__TEXT EXTRACT__.
****************************************

One report found that 86 percent of employees would change jobs for a company with better professional development opportunities. Other research has found that employees who get sufficient training opportunities have a 34 percent higher retention rate than those who do not. Younger employees put an even higher stake on training. Nearly 90 percent of Millennials cite access to professional development or career growth as important in their choice of employers.

Clearly, providing staff valuable learning and advancement opportunities can be a significant differentiator among companies competing for the same talent pools.

But research shows training and professional development are not extended to everyone equally. Employees who are not "plugged in" to available opportunities can't take advantage of them. When workers are not connected to the people and networks that can guide them, they risk treading water rather than moving upstream in their careers.

For example, women often lack the same networking opportunities that are available to men, and people of color may not see themselves reflected in the positions above them, depriving them of valuable mentors. When employees don't see opportunities to progress, they leave in search of other employers that will give them the tools they need to grow.

****************************************

__MATERIAL PROVIDED__.
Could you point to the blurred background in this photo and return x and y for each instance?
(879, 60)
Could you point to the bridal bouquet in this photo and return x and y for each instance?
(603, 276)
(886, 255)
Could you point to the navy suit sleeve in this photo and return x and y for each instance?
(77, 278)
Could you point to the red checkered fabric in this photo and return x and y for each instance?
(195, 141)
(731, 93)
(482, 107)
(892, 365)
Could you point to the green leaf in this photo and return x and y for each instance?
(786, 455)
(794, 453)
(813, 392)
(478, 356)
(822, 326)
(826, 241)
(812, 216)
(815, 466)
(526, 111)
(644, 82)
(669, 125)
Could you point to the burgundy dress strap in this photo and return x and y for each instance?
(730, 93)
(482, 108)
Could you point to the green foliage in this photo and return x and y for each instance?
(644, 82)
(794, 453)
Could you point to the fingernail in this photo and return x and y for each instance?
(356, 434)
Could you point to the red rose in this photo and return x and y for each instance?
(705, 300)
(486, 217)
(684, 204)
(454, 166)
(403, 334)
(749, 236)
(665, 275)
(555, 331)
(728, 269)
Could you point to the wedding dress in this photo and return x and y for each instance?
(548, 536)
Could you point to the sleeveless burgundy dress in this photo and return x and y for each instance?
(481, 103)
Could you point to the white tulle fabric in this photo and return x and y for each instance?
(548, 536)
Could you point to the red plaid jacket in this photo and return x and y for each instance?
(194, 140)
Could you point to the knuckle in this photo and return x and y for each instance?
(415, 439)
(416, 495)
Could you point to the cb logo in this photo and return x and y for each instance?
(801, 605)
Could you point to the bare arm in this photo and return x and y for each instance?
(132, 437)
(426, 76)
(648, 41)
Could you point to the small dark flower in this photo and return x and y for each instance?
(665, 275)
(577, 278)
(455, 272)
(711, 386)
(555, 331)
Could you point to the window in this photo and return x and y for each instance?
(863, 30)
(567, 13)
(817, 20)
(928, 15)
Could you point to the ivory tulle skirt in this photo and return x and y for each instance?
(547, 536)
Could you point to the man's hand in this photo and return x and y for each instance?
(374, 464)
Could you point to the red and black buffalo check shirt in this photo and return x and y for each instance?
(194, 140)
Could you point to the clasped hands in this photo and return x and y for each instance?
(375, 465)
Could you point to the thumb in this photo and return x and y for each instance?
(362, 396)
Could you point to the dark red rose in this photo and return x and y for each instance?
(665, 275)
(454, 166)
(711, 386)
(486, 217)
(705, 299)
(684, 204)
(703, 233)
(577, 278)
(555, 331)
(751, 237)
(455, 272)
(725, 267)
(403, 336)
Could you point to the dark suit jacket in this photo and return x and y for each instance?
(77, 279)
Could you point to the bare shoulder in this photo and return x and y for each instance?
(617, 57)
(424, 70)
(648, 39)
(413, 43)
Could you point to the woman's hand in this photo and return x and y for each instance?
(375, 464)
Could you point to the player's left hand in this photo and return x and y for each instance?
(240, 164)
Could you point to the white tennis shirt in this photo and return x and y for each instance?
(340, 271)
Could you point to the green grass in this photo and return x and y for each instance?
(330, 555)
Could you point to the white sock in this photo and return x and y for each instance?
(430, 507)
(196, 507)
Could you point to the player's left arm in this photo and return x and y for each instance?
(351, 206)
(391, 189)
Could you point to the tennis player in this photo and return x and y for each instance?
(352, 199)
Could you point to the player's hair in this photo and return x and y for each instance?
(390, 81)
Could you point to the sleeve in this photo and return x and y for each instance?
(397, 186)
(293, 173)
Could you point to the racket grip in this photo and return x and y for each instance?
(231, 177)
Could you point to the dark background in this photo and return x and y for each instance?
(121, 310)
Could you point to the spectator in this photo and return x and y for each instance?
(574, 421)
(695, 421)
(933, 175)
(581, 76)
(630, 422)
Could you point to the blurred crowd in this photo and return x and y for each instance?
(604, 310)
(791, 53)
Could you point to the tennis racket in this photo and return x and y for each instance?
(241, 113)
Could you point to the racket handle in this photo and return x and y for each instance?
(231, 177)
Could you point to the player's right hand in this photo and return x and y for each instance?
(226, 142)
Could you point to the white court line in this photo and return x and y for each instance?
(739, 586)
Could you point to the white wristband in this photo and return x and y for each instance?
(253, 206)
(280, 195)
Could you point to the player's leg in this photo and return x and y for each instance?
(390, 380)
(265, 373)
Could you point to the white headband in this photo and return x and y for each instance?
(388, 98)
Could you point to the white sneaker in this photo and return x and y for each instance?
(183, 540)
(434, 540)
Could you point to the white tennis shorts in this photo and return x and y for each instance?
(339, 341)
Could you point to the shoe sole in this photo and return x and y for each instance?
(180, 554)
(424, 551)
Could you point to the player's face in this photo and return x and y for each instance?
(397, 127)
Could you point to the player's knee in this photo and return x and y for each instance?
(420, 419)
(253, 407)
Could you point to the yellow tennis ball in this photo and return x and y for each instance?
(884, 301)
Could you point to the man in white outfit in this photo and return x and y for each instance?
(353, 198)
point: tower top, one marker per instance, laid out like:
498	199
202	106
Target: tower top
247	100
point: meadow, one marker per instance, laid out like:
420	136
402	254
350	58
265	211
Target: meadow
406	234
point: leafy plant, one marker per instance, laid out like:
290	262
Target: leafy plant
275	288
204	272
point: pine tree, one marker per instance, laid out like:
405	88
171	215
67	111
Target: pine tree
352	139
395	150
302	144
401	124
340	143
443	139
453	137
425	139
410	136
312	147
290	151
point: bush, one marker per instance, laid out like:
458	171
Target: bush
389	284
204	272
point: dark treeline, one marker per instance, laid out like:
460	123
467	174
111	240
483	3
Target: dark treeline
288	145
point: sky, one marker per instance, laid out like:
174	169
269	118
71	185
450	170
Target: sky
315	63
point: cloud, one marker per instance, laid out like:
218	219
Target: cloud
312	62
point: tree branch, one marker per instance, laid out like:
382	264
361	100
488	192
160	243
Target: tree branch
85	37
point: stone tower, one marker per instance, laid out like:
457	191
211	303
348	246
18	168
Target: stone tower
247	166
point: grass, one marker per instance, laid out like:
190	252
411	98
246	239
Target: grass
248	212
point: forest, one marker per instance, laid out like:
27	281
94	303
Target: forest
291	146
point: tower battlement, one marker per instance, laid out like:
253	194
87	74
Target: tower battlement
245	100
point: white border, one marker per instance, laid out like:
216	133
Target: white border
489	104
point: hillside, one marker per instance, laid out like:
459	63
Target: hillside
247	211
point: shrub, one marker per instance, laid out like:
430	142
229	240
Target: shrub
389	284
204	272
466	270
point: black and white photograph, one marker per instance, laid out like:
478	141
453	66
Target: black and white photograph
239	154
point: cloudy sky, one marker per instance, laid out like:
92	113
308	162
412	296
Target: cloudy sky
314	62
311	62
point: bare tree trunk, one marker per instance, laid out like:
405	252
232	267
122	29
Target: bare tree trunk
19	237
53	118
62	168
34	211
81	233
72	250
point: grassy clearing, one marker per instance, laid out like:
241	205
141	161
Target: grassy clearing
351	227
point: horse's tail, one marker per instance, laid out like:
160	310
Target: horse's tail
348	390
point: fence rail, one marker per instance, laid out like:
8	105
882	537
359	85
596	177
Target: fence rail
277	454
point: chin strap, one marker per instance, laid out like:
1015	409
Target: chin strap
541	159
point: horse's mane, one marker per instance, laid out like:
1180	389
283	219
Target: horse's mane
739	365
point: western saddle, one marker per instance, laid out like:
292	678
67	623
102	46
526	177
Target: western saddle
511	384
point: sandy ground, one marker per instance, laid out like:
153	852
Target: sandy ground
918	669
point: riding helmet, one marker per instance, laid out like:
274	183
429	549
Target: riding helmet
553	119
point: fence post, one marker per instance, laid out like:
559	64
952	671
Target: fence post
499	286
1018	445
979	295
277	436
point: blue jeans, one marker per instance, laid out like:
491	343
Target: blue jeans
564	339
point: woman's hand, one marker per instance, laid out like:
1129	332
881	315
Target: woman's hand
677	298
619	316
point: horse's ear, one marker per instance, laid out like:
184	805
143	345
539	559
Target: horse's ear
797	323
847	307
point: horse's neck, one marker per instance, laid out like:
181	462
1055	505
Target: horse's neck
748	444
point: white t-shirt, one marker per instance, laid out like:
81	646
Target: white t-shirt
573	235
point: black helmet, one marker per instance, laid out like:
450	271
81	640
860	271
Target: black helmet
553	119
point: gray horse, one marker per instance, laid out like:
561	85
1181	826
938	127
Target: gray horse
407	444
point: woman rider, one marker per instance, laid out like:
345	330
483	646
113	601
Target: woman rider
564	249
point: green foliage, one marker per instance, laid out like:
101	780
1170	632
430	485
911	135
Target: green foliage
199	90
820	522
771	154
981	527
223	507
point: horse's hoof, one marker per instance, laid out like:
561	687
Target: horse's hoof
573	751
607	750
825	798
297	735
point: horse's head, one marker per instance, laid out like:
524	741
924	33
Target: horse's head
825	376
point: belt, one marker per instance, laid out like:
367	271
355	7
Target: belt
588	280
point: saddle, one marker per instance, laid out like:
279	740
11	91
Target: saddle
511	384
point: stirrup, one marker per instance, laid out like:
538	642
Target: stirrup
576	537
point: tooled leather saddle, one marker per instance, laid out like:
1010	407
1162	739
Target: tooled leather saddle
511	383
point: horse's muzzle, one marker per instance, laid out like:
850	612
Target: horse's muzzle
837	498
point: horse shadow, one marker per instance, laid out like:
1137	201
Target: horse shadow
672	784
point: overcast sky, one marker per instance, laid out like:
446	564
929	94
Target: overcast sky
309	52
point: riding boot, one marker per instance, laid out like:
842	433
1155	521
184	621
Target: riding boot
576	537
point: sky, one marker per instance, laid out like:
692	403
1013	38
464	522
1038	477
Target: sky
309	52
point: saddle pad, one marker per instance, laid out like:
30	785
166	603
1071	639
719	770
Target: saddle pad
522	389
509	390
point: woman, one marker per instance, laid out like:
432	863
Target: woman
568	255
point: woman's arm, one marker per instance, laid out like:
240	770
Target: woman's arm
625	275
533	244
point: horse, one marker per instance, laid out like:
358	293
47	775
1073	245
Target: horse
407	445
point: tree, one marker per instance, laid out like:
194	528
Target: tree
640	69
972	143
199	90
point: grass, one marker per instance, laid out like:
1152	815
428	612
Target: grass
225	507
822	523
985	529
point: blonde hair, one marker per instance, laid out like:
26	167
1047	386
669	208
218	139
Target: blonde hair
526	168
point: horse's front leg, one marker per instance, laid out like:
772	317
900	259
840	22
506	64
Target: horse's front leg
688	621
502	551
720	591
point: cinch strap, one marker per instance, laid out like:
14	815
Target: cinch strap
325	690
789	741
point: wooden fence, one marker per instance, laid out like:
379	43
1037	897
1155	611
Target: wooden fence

****************************************

__TASK 1__. Condense the paragraph of the passage on professional development that begins "But research shows training" into a short bulleted list that keeps its main facts.
__TASK 2__. According to the passage on professional development, how much higher is the retention rate of employees who get sufficient training opportunities than that of employees who don't?
__TASK 3__. Pick up the passage on professional development after its last sentence and continue it.
The lines above stand apart from the passage on professional development.

__EXERCISE RESPONSE 1__.
- Training and professional development are not offered to all employees equally.
- Employees who are not "plugged in" to available opportunities cannot take advantage of them.
- Workers cut off from the people and networks that could guide them risk treading water instead of moving upstream in their careers.

__EXERCISE RESPONSE 2__. It is 34 percent higher.

__EXERCISE RESPONSE 3__.
Development for All

When forming strategies to decrease attrition, HR executives should view skills development through a diversity, equity and inclusion (DE&I) lens to recognize and address any equality shortfalls within their training and promotion efforts. This is particularly valued by newer generations of workers, given that Millennials and Generation Z are the most diverse generations in U.S. history. Research reveals that 60 percent of Millennials expect their employer to demonstrate commitment to DE&I.

Successful companies have learned that ensuring equitable training and skills development across their organizations can counter the impact of conscious and unconscious bias in the workplace by extending more opportunities to traditionally overlooked groups. Of course, additional skills training doesn't magically remedy generations of skills inequity among employees who are part of historically marginalized groups. But when HR leaders focus less on the skills themselves and more on the people developing the skills, they invest in the long-term success of their employees—and their companies.

Building an equitable training and development program takes a lot of thought and planning. But framing it around these three simple steps can help:

Step 1: Analyze Your Inequalities

HR executives should first uncover their organization's current trends in staff development. Ideally, they should work with their DE&I leaders to identify inequities in development investment, including by demographic. If your organization doesn't have DE&I staff, HR leadership should take the helm. If possible, consider hiring a DE&I consultant to offer an unbiased view of your organization's development initiatives and determine where they fall short.

Deanna Kimbrel, chief diversity officer and director of the Office of Diversity & Inclusion for New York's Monroe County, suggests asking the following questions when analyzing your development investments:

  • Where is development investment going?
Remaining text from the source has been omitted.